| Compito 1 |
Riporta alla lettera il passo del testo citato che comincia con «1. Le guerre» e termina con «un nuovo conflitto.».

| Testo citato |
┌────────

Coloro che istituzionalmente si sono autolegittimati come di «sinistra» sembrano aver definitivamente fatto propria la logica imperialistica e neocoloniale delle cancellerie occidentali.

Come concludere? Forse con una citazione. Il Presidente un tempo ormai lontano diceva «Grande è il disordine sotto il cielo. La situazione è eccellente». Noi siamo costretti a modificarne la seconda parte più o meno così: «La situazione è più confusa che mai. Facciamo nostro ancora una volta l’antico motto: lottare contro la guerre, contro ogni guerra. Solo con la pace si può intravvedere un cammino di speranza. La sinistra, quella vera, ha come sua imprescindibile missione quella unire i lavoratori di ogni paese in una grande alleanza per la pace, il lavoro e la libertà».

10 pensieri su “Le guerre di sinistra

  1. Le guerre di conquista sono sempre vantaggiose, per chi le intraprende? Deve essere così, altrimenti se ne starebbero tutti a casa. Gentiloni, se ho ben capito, ha detto che sì, daremo le basi ma solo a supporto per azioni pacifiche. Mi sembra una buona uscita, diplomatica ma perlomeno diversa da quella di Macron. Per adesso. Posizione stranamente lucida se confrontata con quelle di altri, compresi i 5stelle, più attendisti, che si sono limitati a dire: bisogna sapere come stanno veramente le cose. Mi pare che in buona sostanza i parlamentari italiani stiano dicendo: siamo giù abbastanza inguaiati per spendere risorse in un nuovo conflitto.

└────────

| Materiale fornito |
┌────────

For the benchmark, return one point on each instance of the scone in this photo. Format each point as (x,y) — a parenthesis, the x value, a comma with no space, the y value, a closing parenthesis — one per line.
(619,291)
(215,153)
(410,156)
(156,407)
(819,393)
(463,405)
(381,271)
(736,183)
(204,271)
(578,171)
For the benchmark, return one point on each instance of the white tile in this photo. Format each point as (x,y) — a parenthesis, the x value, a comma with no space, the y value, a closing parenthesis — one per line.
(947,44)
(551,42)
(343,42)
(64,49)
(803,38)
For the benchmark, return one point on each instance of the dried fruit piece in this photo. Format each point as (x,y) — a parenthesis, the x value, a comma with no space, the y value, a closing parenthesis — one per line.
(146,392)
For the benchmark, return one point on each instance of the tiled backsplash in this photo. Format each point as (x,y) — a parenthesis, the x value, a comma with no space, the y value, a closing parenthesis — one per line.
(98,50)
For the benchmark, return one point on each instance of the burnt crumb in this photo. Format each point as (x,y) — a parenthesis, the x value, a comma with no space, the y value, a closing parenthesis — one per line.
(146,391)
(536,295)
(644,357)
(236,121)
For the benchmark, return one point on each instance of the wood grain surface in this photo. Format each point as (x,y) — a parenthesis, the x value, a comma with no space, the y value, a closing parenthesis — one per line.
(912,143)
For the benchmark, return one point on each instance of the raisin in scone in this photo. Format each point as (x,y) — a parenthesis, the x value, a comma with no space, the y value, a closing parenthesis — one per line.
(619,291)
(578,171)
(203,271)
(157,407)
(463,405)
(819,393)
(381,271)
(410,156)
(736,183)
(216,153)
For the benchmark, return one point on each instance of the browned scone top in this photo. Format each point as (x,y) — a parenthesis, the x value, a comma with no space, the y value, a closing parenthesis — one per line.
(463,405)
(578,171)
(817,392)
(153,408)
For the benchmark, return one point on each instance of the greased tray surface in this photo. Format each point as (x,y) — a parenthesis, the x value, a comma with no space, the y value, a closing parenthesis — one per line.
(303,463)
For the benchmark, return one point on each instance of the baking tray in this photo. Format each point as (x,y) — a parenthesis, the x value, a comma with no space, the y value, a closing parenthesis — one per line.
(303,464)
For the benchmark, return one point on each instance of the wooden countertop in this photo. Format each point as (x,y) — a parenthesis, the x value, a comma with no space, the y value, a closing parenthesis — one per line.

└────────

| Compito 2 |
Per favore, estrai dalle voci ogni riga che contiene la stringa «surface», distinguendo tra maiuscole e minuscole.

| Soluzione esercizio 1 |
1. Le guerre di conquista sono sempre vantaggiose, per chi le intraprende? Deve essere così, altrimenti se ne starebbero tutti a casa. Gentiloni, se ho ben capito, ha detto che sì, daremo le basi ma solo a supporto per azioni pacifiche. Mi sembra una buona uscita, diplomatica ma perlomeno diversa da quella di Macron. Per adesso. Posizione stranamente lucida se confrontata con quelle di altri, compresi i 5stelle, più attendisti, che si sono limitati a dire: bisogna sapere come stanno veramente le cose. Mi pare che in buona sostanza i parlamentari italiani stiano dicendo: siamo giù abbastanza inguaiati per spendere risorse in un nuovo conflitto.

| Soluzione esercizio 2 |
For the benchmark, return one point on each instance of the wood grain surface in this photo. Format each point as (x,y) — a parenthesis, the x value, a comma with no space, the y value, a closing parenthesis — one per line.
For the benchmark, return one point on each instance of the greased tray surface in this photo. Format each point as (x,y) — a parenthesis, the x value, a comma with no space, the y value, a closing parenthesis — one per line.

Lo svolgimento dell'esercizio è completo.